> _Schriftliche Aufgabe A_:
Beantworte anhand des folgenden Textabschnitts:
(i) Wie viele Arbeitsplätze sollen laut ifo-Institut allein in der Autoindustrie abgebaut werden?
(ii) Unter welchem Namen soll das 500 Mrd.-Programm laufen?
(iii) Wer wird im Textabschnitt als Vizekanzler der wahrscheinlichen neuen Regierung genannt?

> _Textabschnitt_:
Die Produktionskrise verlangt z.B. den Abbau allein in der Autoindustrie von 178.000 Arbeitsplätzen. (ifo-Institut)

Gleichzeitig muss die weltweite „Wettbewerbsfähigkeit der deutschen Wirtschaft“ – der Profite und Rendite der Konzerne und Finanzinvestoren und der Banken – gefördert werden. Dafür soll z.B. das 500 Mrd.-Programm unter dem Namen der Modernisierung, Klimaschutz und Digitalisierung sorgen.

Aber wir leben in einer neuen Situation. Und in der werden die Widerstandskämpfe der Arbeiterklasse und der Jugend nicht fehlen.

Im Gegenteil. Schon jetzt wird das Land mit einer Welle von Streiks und Demonstrationen überzogen. Von Streiks neuer Härte, in denen das jahrzehntelange Streikverbot mit Forderungen wie „mehr Personal“, „Verteidigung und Rückeroberung von Flächentarifverträgen“, von Streiks gegen Entlassungen, durchbrochen wird.

Von massiven spontanen Demonstrationen – außerhalb des Rahmens der Gewerkschaften – gegen soziale Ungerechtigkeit und Prekarisierung, sowie gegen die Mietpreisexplosion.

Mit diesen Demos verteidigt Fridays for Future seine Unabhängigkeit von den Grünen, deren Klimapakt mit der Industrie sie heftig kritisiert.

Doch die aktuellen Streiks und Demonstrationen gegen die Auswirkungen der Regierungspolitik bleiben zersplittert. Es fehlt ihre politische Zentralisierung gegen die Regierung und deren Politik.

Auf solche, durch die neue Regierung noch stärker provozierte Widerstandskämpfe, wird man sich stützen können, um die politische Perspektive zu eröffnen: die Zentralisierung des Kampfes gegen die fortgesetzte soziale und politische Zerstörungspolitik der wahrscheinlichen neuen Regierung unter Kanzler Scholz (SPD) und des Vizekanzlers Habeck (Grüne).

Um endlich Schluss zu machen mit der Zerstörungspolitik, muss Schluss gemacht werden mit der neuen Regierung, die diese Politik weiter verfolgt. Für einen konsequenten politischen Kurswechsel, für eine Politik und Regierung der Rettung und Wiederherstellung der historischen Errungenschaften des Sozialstaates.

Auf dieser Grundlage versammeln sich die gewerkschaftlichen und politischen Kämpfer der Arbeiterbewegung in den politischen Arbeitskreisen in Verbindung mit der „Sozialen Politik & Demokratie“.

> _Eingabezeilen_:
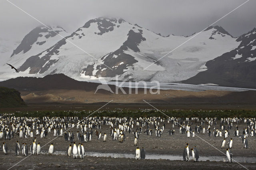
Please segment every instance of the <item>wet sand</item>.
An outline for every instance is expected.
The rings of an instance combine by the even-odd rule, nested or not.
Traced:
[[[140,148],[144,147],[146,153],[166,154],[177,155],[182,156],[184,147],[186,143],[189,144],[190,148],[196,146],[199,152],[199,156],[218,156],[225,157],[225,156],[220,151],[214,148],[206,142],[203,141],[197,136],[194,138],[187,138],[186,134],[180,134],[179,133],[179,128],[177,126],[174,127],[175,134],[174,135],[169,136],[166,132],[170,128],[172,124],[167,124],[166,121],[166,128],[164,131],[163,135],[160,138],[156,137],[155,132],[153,131],[152,136],[146,135],[143,132],[139,136],[138,139],[139,143],[138,146],[134,146],[134,137],[132,133],[129,134],[126,132],[126,138],[123,143],[118,141],[113,141],[110,136],[109,127],[106,126],[102,126],[102,129],[98,130],[102,134],[106,132],[107,135],[107,141],[106,142],[103,142],[103,139],[97,140],[97,136],[94,134],[92,140],[85,142],[84,146],[86,152],[94,152],[105,153],[119,153],[134,154],[136,148],[137,146]],[[161,125],[161,124],[160,124]],[[192,129],[194,129],[194,123],[192,125]],[[233,126],[236,126],[234,123]],[[218,126],[218,125],[217,125]],[[240,129],[242,129],[246,127],[244,124],[239,124]],[[136,126],[133,130],[135,130]],[[207,127],[206,125],[205,127]],[[150,128],[153,129],[153,127],[150,125]],[[233,127],[233,128],[234,128]],[[79,142],[77,140],[76,131],[78,129],[76,128],[70,129],[70,131],[73,131],[75,136],[75,141],[77,143]],[[35,130],[34,130],[35,131]],[[247,138],[249,148],[246,149],[243,147],[241,138],[234,137],[233,134],[233,130],[230,130],[230,136],[226,139],[226,148],[227,148],[228,142],[230,138],[233,138],[233,144],[231,152],[234,154],[233,158],[236,160],[236,156],[255,157],[256,156],[256,148],[254,146],[256,146],[256,138],[255,136],[249,136]],[[242,134],[242,131],[240,131]],[[224,131],[222,131],[222,134]],[[200,138],[209,142],[213,146],[216,147],[221,152],[226,153],[225,148],[221,148],[221,146],[224,137],[208,137],[207,134],[200,134],[198,135]],[[44,138],[40,138],[39,136],[37,137],[36,143],[40,142],[41,147],[48,142],[50,142],[54,137],[53,136],[52,131],[48,134],[47,136]],[[18,140],[20,146],[23,142],[26,142],[30,145],[32,142],[32,139],[28,137],[26,139],[20,138],[18,136],[14,134],[14,138],[10,140],[0,139],[2,143],[4,141],[6,142],[8,148],[11,150],[11,152],[7,155],[4,155],[2,150],[0,153],[0,168],[1,169],[8,169],[19,162],[25,156],[22,155],[21,152],[20,152],[18,156],[16,156],[13,152],[14,150],[15,144],[16,140]],[[48,152],[50,143],[52,142],[54,146],[55,151],[66,152],[67,146],[70,142],[65,141],[64,137],[59,137],[50,143],[41,148],[43,152]],[[1,144],[1,146],[2,144]],[[29,153],[30,152],[29,152]],[[211,160],[209,160],[211,161]],[[200,161],[200,158],[199,158]],[[256,159],[255,160],[256,162]],[[249,169],[255,169],[256,163],[243,163],[243,165]],[[58,165],[58,166],[57,166]],[[60,165],[60,167],[58,167]],[[96,168],[114,168],[120,169],[141,169],[141,168],[154,168],[154,169],[167,169],[175,168],[175,169],[204,169],[206,168],[216,169],[239,169],[242,168],[242,166],[234,162],[233,163],[228,163],[223,162],[208,162],[202,161],[194,162],[192,161],[186,162],[182,160],[145,160],[135,161],[135,159],[126,158],[113,158],[109,157],[96,157],[86,156],[83,160],[80,158],[74,159],[72,157],[67,157],[66,155],[53,155],[49,156],[46,154],[40,155],[31,155],[22,161],[18,165],[16,168],[29,169],[29,168],[44,168],[46,169],[60,168],[63,169],[67,168],[68,169],[89,168],[94,167]]]

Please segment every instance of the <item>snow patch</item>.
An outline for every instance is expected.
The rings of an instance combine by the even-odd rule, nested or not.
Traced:
[[[246,60],[246,61],[254,61],[256,59],[256,57],[254,58],[252,58],[251,57],[249,57],[247,58],[247,59]]]
[[[242,57],[242,56],[241,54],[236,54],[235,56],[235,57],[231,57],[233,59],[237,59],[238,58],[240,58]]]
[[[252,49],[251,49],[251,50],[254,50],[254,49],[256,49],[256,46],[253,46],[252,47]]]

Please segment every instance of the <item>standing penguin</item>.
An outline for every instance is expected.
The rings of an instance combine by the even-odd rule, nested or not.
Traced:
[[[138,142],[138,140],[137,140],[137,138],[136,137],[134,138],[134,146],[137,146],[137,144],[138,144],[139,142]]]
[[[222,141],[222,143],[221,145],[221,148],[225,148],[225,144],[226,143],[226,138],[224,138],[224,140]]]
[[[48,151],[48,154],[50,155],[52,155],[54,152],[54,147],[53,146],[53,144],[52,143],[49,148],[49,150]]]
[[[107,135],[106,133],[104,133],[104,136],[103,137],[103,142],[107,141]]]
[[[81,159],[84,158],[84,154],[83,153],[83,151],[82,148],[81,144],[79,144],[79,148],[80,149],[80,154],[79,154],[79,156],[80,156],[80,158]]]
[[[32,150],[33,154],[34,155],[36,154],[36,142],[35,142],[34,140],[33,141]]]
[[[8,151],[8,148],[7,148],[7,145],[5,142],[3,142],[3,143],[4,144],[3,145],[3,151],[4,151],[4,153],[6,155],[7,154]]]
[[[25,156],[26,156],[28,155],[28,145],[27,145],[26,143],[25,143],[24,144],[23,148],[24,148],[24,150],[23,151],[23,152],[24,152],[24,154],[25,154]]]
[[[244,148],[248,148],[248,141],[247,141],[246,138],[244,138]]]
[[[196,161],[198,161],[199,158],[199,152],[198,150],[197,150],[196,146],[195,146],[194,148],[194,151],[195,152],[195,156],[196,157]]]
[[[182,154],[182,155],[183,156],[183,160],[184,160],[184,161],[186,161],[188,160],[187,160],[187,155],[186,154],[186,152],[187,151],[187,146],[186,146],[185,147],[185,148],[184,148],[184,150],[183,150],[183,154]]]
[[[231,148],[232,147],[232,144],[233,144],[233,139],[232,138],[230,138],[230,140],[228,142],[228,148]]]
[[[99,139],[100,139],[100,138],[101,138],[101,132],[100,132],[100,134],[98,135],[97,140],[98,140]]]
[[[83,158],[84,155],[84,146],[83,145],[82,143],[81,144],[81,148],[82,149],[82,154]]]
[[[38,155],[39,154],[40,151],[41,151],[41,146],[40,146],[40,142],[39,142],[36,146],[36,152]]]
[[[190,160],[190,154],[189,154],[189,146],[188,143],[186,144],[187,145],[187,147],[186,150],[186,157],[187,160]]]
[[[140,150],[138,147],[137,147],[136,149],[136,152],[135,152],[135,160],[139,159],[140,158]]]
[[[72,152],[72,146],[71,144],[70,144],[69,146],[68,146],[68,149],[67,150],[67,155],[68,156],[70,156],[71,155],[71,153]]]
[[[74,142],[74,145],[73,145],[73,157],[76,159],[77,157],[77,148],[76,147],[76,143]]]
[[[196,161],[196,157],[195,156],[195,152],[193,148],[191,148],[191,156],[192,156],[192,159],[191,160]]]
[[[16,142],[16,145],[15,145],[15,153],[16,155],[19,155],[19,152],[20,151],[20,144],[19,144],[19,141],[17,141]]]
[[[141,151],[140,152],[140,158],[141,158],[141,159],[145,159],[145,157],[146,152],[144,149],[144,147],[142,147],[142,148],[141,149]]]
[[[232,156],[233,156],[233,154],[230,152],[230,150],[229,148],[228,148],[226,149],[226,150],[227,150],[226,155],[227,155],[228,160],[229,162],[232,163]]]

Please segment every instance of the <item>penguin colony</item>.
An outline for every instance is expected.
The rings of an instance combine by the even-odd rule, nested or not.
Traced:
[[[232,147],[233,139],[231,136],[241,138],[245,148],[249,147],[247,138],[256,136],[255,118],[221,119],[218,126],[217,125],[218,119],[216,118],[171,117],[166,120],[160,117],[134,119],[127,117],[94,117],[84,119],[80,121],[76,117],[63,118],[44,117],[40,119],[38,117],[16,117],[1,115],[0,116],[0,140],[11,140],[14,135],[19,136],[20,140],[23,138],[30,138],[31,143],[16,141],[15,147],[13,148],[16,155],[19,155],[21,152],[22,155],[27,156],[29,154],[40,154],[41,150],[40,142],[37,143],[37,141],[42,140],[48,134],[52,133],[54,136],[62,138],[67,141],[67,144],[67,144],[67,156],[72,156],[74,158],[83,158],[85,154],[84,144],[91,141],[93,136],[96,136],[96,138],[95,138],[97,140],[102,140],[103,142],[111,140],[122,143],[125,142],[126,133],[129,133],[134,136],[134,146],[137,146],[139,143],[140,135],[155,135],[157,138],[160,138],[164,132],[170,136],[174,135],[176,132],[174,127],[178,127],[179,128],[179,132],[186,134],[188,138],[195,137],[196,134],[208,135],[209,137],[224,138],[222,143],[220,144],[220,148],[226,148],[227,160],[229,162],[232,162],[233,154],[231,150],[235,148]],[[196,123],[194,130],[192,129],[192,121]],[[170,125],[170,128],[164,132],[166,123],[168,126]],[[238,128],[238,125],[240,123],[244,123],[246,125],[242,132]],[[233,124],[236,124],[235,127],[233,127]],[[110,137],[108,138],[107,132],[101,131],[102,125],[109,127]],[[154,129],[150,128],[150,125],[153,125]],[[68,130],[70,128],[76,128],[78,130],[75,134],[73,131]],[[232,130],[234,131],[233,135],[230,134]],[[77,141],[79,141],[78,144]],[[3,152],[4,154],[7,154],[9,150],[7,144],[5,142],[2,143]],[[48,154],[52,155],[54,152],[54,146],[52,143],[49,148]],[[198,161],[199,155],[196,146],[194,146],[190,149],[189,144],[186,144],[183,151],[184,160]],[[145,158],[146,151],[144,148],[140,149],[137,147],[135,159],[144,159]]]

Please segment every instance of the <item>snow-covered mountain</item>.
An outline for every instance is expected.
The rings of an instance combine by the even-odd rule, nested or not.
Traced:
[[[208,69],[183,81],[226,86],[256,87],[256,28],[238,37],[238,47],[206,64]]]
[[[122,19],[103,18],[91,20],[69,34],[60,27],[54,29],[66,34],[65,39],[37,28],[14,51],[8,62],[18,68],[20,75],[64,73],[82,81],[100,77],[110,80],[118,75],[120,80],[180,81],[207,71],[207,61],[235,50],[241,38],[221,27],[209,27],[154,63],[192,36],[163,37]],[[14,76],[9,75],[0,76]]]
[[[4,60],[0,68],[0,70],[2,71],[1,73],[2,73],[2,75],[0,75],[1,77],[1,79],[6,79],[19,76],[17,74],[13,74],[15,71],[10,69],[10,66],[6,65],[6,63],[10,63],[18,68],[31,56],[44,51],[62,39],[62,37],[56,33],[59,34],[64,37],[69,34],[60,27],[49,28],[45,26],[38,26],[36,28],[25,36],[21,42],[19,42],[18,43],[12,43],[12,42],[7,43],[7,40],[5,42],[0,40],[0,43],[2,43],[5,45],[4,46],[0,45],[0,48],[1,49],[9,48],[9,50],[6,50],[8,51],[8,53],[5,54],[6,57],[8,56],[8,58]],[[10,49],[11,47],[12,48],[11,49]],[[20,75],[30,75],[26,72],[20,73],[19,74],[19,76],[20,76]]]

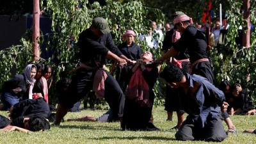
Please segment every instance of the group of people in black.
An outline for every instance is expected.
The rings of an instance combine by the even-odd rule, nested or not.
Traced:
[[[175,127],[178,129],[175,138],[221,141],[227,138],[223,118],[227,120],[228,129],[236,131],[227,113],[228,104],[225,95],[213,85],[205,35],[195,27],[191,18],[181,12],[176,12],[173,19],[175,29],[168,34],[169,37],[166,34],[164,53],[154,60],[152,52],[142,52],[135,44],[136,35],[132,30],[125,31],[123,35],[125,42],[117,47],[107,20],[94,18],[91,26],[79,35],[79,65],[73,71],[66,92],[59,99],[54,125],[59,125],[68,109],[93,90],[110,108],[104,120],[111,115],[113,121],[120,122],[124,130],[158,130],[150,121],[155,97],[152,89],[159,77],[157,65],[168,61],[159,76],[166,81],[171,93],[167,93],[166,97],[175,97],[177,100],[175,102],[179,104],[175,110],[179,120]],[[118,69],[117,81],[104,68],[107,59],[115,61]],[[34,66],[31,67],[31,70]],[[31,76],[22,76],[27,86],[34,85],[35,80]],[[12,93],[15,92],[13,90],[20,90],[13,88]],[[33,93],[28,92],[29,96]],[[36,100],[47,102],[45,97],[38,97]],[[184,113],[188,115],[186,120]]]

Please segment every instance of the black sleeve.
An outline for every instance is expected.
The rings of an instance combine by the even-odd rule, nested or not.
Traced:
[[[15,109],[20,109],[24,108],[26,106],[29,106],[30,104],[35,104],[37,102],[38,99],[26,99],[22,100],[15,104],[13,105],[13,108]],[[14,110],[14,109],[13,109]]]
[[[24,118],[23,116],[19,116],[12,120],[11,125],[21,128],[24,127]]]
[[[122,55],[122,52],[117,48],[116,45],[114,44],[114,41],[113,40],[111,35],[110,33],[107,34],[107,39],[106,39],[106,46],[109,49],[111,52],[115,54],[118,56],[120,56]]]
[[[0,115],[0,129],[3,129],[8,125],[11,122],[6,118]]]
[[[150,71],[145,69],[142,72],[142,75],[148,86],[153,87],[158,77],[158,68],[157,67],[152,67]]]
[[[167,31],[165,34],[164,41],[163,42],[163,47],[161,51],[168,51],[172,46],[172,35],[173,29]]]

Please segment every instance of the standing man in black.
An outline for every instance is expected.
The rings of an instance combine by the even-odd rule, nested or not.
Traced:
[[[175,28],[181,33],[181,37],[163,56],[156,60],[161,63],[188,48],[191,65],[191,73],[203,76],[213,84],[213,74],[207,54],[207,44],[205,35],[189,22],[188,15],[179,15],[173,20]]]
[[[98,95],[107,101],[114,120],[120,119],[122,123],[124,95],[116,81],[104,69],[104,65],[106,58],[114,60],[120,65],[131,60],[117,49],[110,35],[108,22],[102,17],[94,18],[91,26],[82,31],[78,45],[80,48],[80,66],[76,68],[76,74],[72,77],[68,92],[59,100],[54,125],[59,125],[61,120],[74,104],[90,90],[95,90],[95,84],[97,84],[97,89],[98,86],[103,84],[103,90],[100,89],[98,92],[100,94]],[[102,80],[96,79],[99,81],[97,83],[95,77],[100,77]]]

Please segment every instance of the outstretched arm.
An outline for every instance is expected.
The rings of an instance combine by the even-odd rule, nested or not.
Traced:
[[[172,47],[163,56],[156,60],[156,62],[158,63],[163,63],[165,60],[170,57],[175,56],[178,52]]]
[[[5,127],[0,129],[0,131],[5,131],[5,132],[16,131],[20,131],[20,132],[28,132],[30,131],[28,129],[25,129],[19,127],[13,126],[13,125],[8,125],[6,126]]]

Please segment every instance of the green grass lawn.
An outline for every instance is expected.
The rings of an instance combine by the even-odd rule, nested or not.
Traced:
[[[79,113],[68,113],[65,117],[73,118],[92,115],[100,116],[106,111],[83,110]],[[8,113],[0,111],[7,116]],[[175,139],[175,131],[170,128],[177,123],[176,115],[172,122],[167,122],[166,113],[163,107],[154,108],[154,124],[160,131],[123,131],[120,124],[86,122],[65,122],[58,127],[51,127],[49,131],[24,133],[20,132],[0,132],[0,143],[216,143],[205,141],[180,141]],[[238,134],[230,134],[222,143],[255,143],[256,134],[244,134],[246,129],[256,129],[256,116],[230,116],[238,130]],[[227,125],[223,122],[225,129]]]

> _Schriftliche Aufgabe B_: Zieh aus den Datensätzen oben jede Zeile heraus, die die Zeichenfolge „penguin“ enthält. Groß- und Kleinschreibung zählt dabei.

> _Vollständige Antwort A_:
(i) 178.000
(ii) Unter dem Namen der Modernisierung, Klimaschutz und Digitalisierung
(iii) Habeck (Grüne)

> _Vollständige Antwort B_:
Please segment every instance of the <item>standing penguin</item>.
Please segment every instance of the <item>penguin colony</item>.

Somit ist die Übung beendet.